**Stated task**
Could you reproduce the records below word for word, keeping every line unchanged?

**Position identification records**
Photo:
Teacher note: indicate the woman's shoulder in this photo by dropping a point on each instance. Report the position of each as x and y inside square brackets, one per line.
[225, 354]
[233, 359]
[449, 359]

**Full solution**
Photo:
Teacher note: indicate the woman's shoulder in this photo by dropping a point on each instance. Report the position of each as x and y inside square brackets, one per line.
[225, 354]
[233, 359]
[449, 359]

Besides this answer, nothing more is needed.